- **Your objective**: Can you write out the items below again with "wooden" swapped for "timber" wherever it occurs, keeping everything else as it is?

--- Start Dataset content ---

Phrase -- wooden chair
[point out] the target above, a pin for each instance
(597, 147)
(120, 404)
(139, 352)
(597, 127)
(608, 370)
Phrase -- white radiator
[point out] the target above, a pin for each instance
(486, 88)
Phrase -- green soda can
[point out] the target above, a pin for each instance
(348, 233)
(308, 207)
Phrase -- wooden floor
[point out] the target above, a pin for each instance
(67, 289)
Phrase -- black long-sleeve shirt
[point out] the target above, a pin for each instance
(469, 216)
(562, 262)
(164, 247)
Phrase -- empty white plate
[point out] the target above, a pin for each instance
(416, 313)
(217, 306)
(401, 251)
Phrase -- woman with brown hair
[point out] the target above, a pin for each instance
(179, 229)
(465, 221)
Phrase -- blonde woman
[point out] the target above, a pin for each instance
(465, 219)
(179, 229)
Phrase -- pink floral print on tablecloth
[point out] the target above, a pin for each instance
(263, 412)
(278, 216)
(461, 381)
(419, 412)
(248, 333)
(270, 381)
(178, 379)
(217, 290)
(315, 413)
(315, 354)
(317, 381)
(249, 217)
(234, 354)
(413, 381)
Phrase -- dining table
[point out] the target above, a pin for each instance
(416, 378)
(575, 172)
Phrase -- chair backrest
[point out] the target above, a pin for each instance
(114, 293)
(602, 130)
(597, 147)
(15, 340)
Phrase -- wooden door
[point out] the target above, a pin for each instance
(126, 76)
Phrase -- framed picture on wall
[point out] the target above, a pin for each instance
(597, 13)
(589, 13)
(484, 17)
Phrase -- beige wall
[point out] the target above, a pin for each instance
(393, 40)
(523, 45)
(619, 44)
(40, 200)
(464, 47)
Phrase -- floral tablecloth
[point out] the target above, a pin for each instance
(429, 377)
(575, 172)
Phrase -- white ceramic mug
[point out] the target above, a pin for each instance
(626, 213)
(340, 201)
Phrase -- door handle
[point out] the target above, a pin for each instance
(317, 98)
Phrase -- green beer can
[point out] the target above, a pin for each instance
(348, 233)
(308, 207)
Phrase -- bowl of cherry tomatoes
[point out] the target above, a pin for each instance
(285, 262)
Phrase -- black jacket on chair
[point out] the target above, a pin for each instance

--- End Dataset content ---

- **Full output**:
Phrase -- timber chair
[point out] the target above, a pin for each instance
(597, 147)
(120, 404)
(139, 352)
(597, 127)
(608, 370)
Phrase -- white radiator
[point out] the target above, a pin for each instance
(486, 88)
Phrase -- green soda can
[point out] the target above, a pin for each instance
(348, 233)
(308, 207)
Phrase -- timber floor
[point out] the target above, a pin for each instance
(67, 289)
Phrase -- black long-sleeve shirt
[point out] the target above, a pin for each instance
(469, 216)
(562, 262)
(164, 247)
Phrase -- empty white plate
[point out] the target above, a pin for each instance
(416, 313)
(217, 306)
(401, 251)
Phrase -- woman with brown hair
[point out] the target above, a pin for each instance
(179, 229)
(465, 221)
Phrase -- blonde woman
[point out] the target above, a pin for each instance
(465, 219)
(179, 229)
Phrase -- pink floral print on tablecloth
[point out] the target above, a pin for each instance
(263, 412)
(278, 216)
(461, 381)
(419, 412)
(248, 333)
(270, 381)
(178, 379)
(217, 290)
(315, 413)
(315, 354)
(317, 381)
(249, 217)
(234, 354)
(413, 381)
Phrase -- dining table
[point out] the target above, a pin for each instance
(416, 378)
(575, 172)
Phrase -- chair backrest
[point out] the target above, a pin for each instance
(114, 293)
(602, 130)
(597, 147)
(15, 340)
Phrase -- timber door
[point out] the target above, a pin for each instance
(126, 76)
Phrase -- framed picture on wall
[point out] the target above, a pin for each instance
(597, 13)
(589, 13)
(484, 17)
Phrase -- beige wall
[point out] the target above, a pin for each instance
(393, 40)
(523, 45)
(619, 44)
(40, 200)
(464, 47)
Phrase -- floral tablecloth
[point out] the target above, a pin for each instance
(429, 377)
(575, 172)
Phrase -- white ceramic mug
[point out] the target above, a pin for each instance
(626, 213)
(340, 201)
Phrase -- door handle
[point out] the target above, a pin for each instance
(317, 98)
Phrase -- green beer can
[point out] the target above, a pin for each instance
(348, 233)
(308, 207)
Phrase -- bowl of cherry tomatoes
[point out] the target above, a pin for each instance
(285, 262)
Phrase -- black jacket on chair
[point out] the target above, a pin for each instance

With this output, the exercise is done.